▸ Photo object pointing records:
--- START ---
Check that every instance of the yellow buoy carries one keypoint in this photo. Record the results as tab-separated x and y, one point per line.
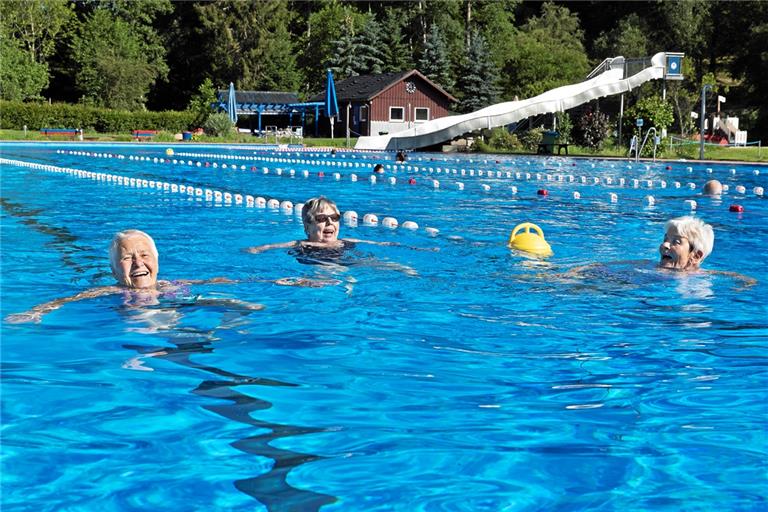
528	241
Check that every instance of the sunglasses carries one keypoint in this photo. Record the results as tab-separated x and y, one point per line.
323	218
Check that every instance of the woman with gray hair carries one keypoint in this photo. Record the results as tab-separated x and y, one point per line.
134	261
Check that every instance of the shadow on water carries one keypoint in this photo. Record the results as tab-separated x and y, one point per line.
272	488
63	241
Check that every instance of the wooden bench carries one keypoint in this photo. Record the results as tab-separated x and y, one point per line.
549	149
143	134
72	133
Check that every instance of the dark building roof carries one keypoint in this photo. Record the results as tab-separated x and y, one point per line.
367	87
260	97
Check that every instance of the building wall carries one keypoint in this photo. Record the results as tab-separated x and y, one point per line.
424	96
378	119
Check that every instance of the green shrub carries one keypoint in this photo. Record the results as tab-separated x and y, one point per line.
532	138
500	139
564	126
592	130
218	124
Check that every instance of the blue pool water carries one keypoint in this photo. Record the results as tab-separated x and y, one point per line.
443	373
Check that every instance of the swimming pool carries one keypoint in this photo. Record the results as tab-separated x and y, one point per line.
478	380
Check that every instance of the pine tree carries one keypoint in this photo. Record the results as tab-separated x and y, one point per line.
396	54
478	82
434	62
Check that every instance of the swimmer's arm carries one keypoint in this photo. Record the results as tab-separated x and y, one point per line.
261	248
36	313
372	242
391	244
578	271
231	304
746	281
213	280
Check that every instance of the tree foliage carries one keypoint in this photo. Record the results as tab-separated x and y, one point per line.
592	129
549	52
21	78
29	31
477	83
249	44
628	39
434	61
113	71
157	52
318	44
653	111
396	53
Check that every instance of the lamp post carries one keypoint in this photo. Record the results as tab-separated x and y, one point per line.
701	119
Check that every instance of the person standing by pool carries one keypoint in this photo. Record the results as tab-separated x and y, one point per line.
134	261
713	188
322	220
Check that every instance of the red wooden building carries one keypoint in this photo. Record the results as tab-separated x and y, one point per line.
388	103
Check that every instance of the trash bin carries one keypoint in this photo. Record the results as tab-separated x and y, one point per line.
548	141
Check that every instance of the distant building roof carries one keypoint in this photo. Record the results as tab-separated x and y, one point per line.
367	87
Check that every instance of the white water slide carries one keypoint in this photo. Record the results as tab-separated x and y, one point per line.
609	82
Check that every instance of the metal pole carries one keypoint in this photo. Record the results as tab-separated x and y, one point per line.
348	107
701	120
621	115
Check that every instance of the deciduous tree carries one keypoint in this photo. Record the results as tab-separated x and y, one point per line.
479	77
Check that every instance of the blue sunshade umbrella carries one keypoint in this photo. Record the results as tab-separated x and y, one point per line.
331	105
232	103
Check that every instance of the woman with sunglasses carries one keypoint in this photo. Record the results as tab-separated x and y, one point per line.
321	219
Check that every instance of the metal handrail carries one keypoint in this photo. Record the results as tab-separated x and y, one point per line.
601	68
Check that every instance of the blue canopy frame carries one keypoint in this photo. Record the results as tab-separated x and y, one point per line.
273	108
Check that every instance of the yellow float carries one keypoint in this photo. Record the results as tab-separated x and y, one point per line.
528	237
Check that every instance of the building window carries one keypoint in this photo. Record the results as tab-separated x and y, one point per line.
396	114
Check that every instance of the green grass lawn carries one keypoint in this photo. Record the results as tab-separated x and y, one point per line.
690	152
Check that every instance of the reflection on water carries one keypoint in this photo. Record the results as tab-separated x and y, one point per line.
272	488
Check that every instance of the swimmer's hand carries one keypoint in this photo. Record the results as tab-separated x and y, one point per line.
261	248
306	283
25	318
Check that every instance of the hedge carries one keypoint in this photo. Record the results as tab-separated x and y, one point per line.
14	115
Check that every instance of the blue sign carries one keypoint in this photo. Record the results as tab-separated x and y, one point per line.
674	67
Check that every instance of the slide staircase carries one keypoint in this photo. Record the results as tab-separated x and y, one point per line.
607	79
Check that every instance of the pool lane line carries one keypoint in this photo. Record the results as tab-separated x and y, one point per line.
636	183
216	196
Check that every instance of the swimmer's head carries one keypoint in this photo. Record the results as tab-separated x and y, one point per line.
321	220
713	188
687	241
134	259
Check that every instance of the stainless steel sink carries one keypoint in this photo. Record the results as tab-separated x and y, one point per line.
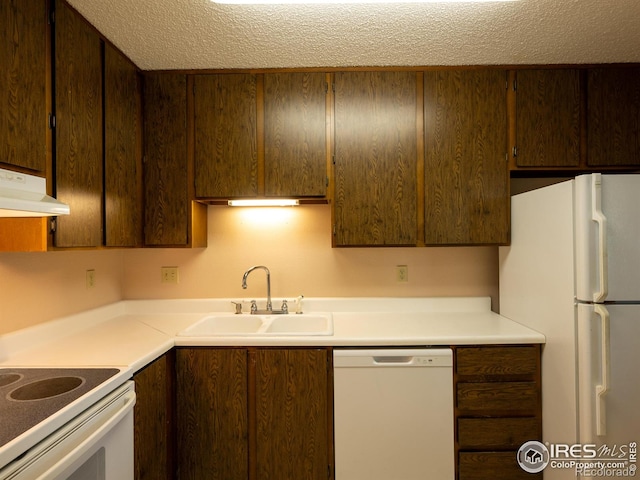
--- END ---
▸ GIVEN PROBLEM:
Reproduce the material in full, word for word, and omit the pictures.

▸ RESULT:
Check that every instance of the yellow buoy carries one keypoint in this photo. Record the results as tab-separated x and y, one point per line.
528	241
Check that every instance of the sunglasses carries one keypoint in this photo. Record the results as tab-separated x and y, one point per line.
323	218
Check that every instance of the woman with gray hair carries one keypoint in this photo. Record the results as tab-separated x and y, one point per line.
134	261
Check that every instance of the shadow on water carries one keypoint in this photo. Record the results as tab-separated x and y, one point per line.
272	488
63	241
Check that every instance of the wooden bench carries one keypoint in this photo. Record the results as tab-separated x and y, one point per line.
549	149
143	134
72	133
Check that every instance of the dark building roof carries one keypoint in this photo. Record the results as tab-separated x and y, one point per line.
367	87
260	97
Check that every instance of the building wall carries one keypoint in this photo. Record the results as tab-separated x and y, one point per line.
424	96
378	119
Check that every instance of the green shrub carries one keypoint in this photo. Record the results as tab-separated x and y, one point per line.
532	138
500	139
564	126
592	130
218	124
Check that every instance of the blue pool water carries one keypoint in this photo. Record the results as tab-separated x and y, one point per line.
443	373
Check that every instance of the swimming pool carries one keypoint in this photo. Record the results as tab-separated x and y, one point per line.
478	380
Check that every instance of the pine tree carries one keypoint in this photo. Record the results as tab-separated x and y, one point per line.
396	54
478	82
434	62
Check that every instance of the swimmer's arm carries one keypoint in this photo. Record the results as tab-separated x and y, one point per line.
261	248
36	313
372	242
391	244
578	271
231	304
746	281
213	280
Check that every instance of the tree foliage carries one keypoint in this photo. Record the results as tab-separated x and y, one point per line.
592	129
549	52
21	78
29	31
477	83
249	44
628	39
434	61
113	71
157	52
318	44
653	111
396	53
Check that every instance of the lamp post carries one keypoint in this photo. Record the results as tab-separated x and y, one point per line.
701	119
Check that every instance of the person standing by pool carries one keypoint in this photo. Record the results as tab-separated x and y, one point per line.
134	261
713	188
322	220
Check that every instance of the red wooden building carries one keypoint in this photo. Record the results as tab-separated x and y, one point per line.
388	103
Check that every instance of the trash bin carries one keypoint in this photo. Record the results as tab-separated x and y, one point per line.
548	141
Check that every instance of the distant building roof carries one keypoint in this photo. Record the results as tab-separated x and y, one point per line.
367	87
Check that every instance of the white water slide carries one keypoint in this photo. Record the results as tab-separated x and y, one point per line.
609	82
Check that every instance of the metal pole carries one keypoint in this photo. Record the results as tab-separated x and y, one point per line.
348	107
701	120
621	115
Check that every instance of the deciduous tree carries one keypoint in this photo. Record the results as tab-separated x and y, one point per line.
479	77
Check that every instance of the blue sunshade umbrella carries one keypoint in this photo. Record the results as tab-separated x and y, one point per line.
331	105
232	103
Check that every instance of the woman with sunglasses carries one keypoint in this photo. Record the results as tab-separated x and y, one point per line.
321	219
Check that every instance of the metal handrail carries one keypoint in this photo. Record the results as tab-separated x and y, one point per line.
601	68
Check that every instance of the blue canopy frame carries one keypoint in this photo. Record the results as tab-separated x and y, one point per line.
273	108
Check that every instance of the yellow float carries one keypoint in this photo. Record the results as tab-separated x and y, one point per line.
528	237
Check that every instance of the building window carries one keypoint in this photo. Record the results as tab-separated x and y, one point per line.
396	114
Check that every instance of the green grass lawn carries one keypoint in this photo. Record the results as tab-separated x and y, one point per line.
690	152
Check that every instance of the reflection on water carries one keypoint in this photo. Record the results as tab-separated x and y, one point per line.
272	488
Check that every instance of the swimmer's hand carries one keypoint in this photo. Record the results as tab-separated x and y, one point per line.
261	248
306	283
25	318
Check that every instance of the hedge carries one keypoint in this photo. Record the results as tab-separated x and y, one point per line.
14	115
Check that every instance of the blue sign carries one keypoint in this photo. Record the results as tab-separated x and y, one point per line.
674	67
Check that every instance of the slide staircase carries one keypoint in this photo. Record the results as tab-separated x and y, one point per line.
607	79
Check that every instance of the pool lane line carries one keypoint in this photo. Record the results as tab-separated x and y, one point per line.
636	183
216	196
Check that every instance of the swimmer's head carries one keypoint in this photo. Record the results as tab-separated x and y, one point per line.
321	220
713	188
687	241
134	259
Check that every instance of the stainless steel sink carries one keypoint in this photo. Record the results as tab-separated x and y, one point per line.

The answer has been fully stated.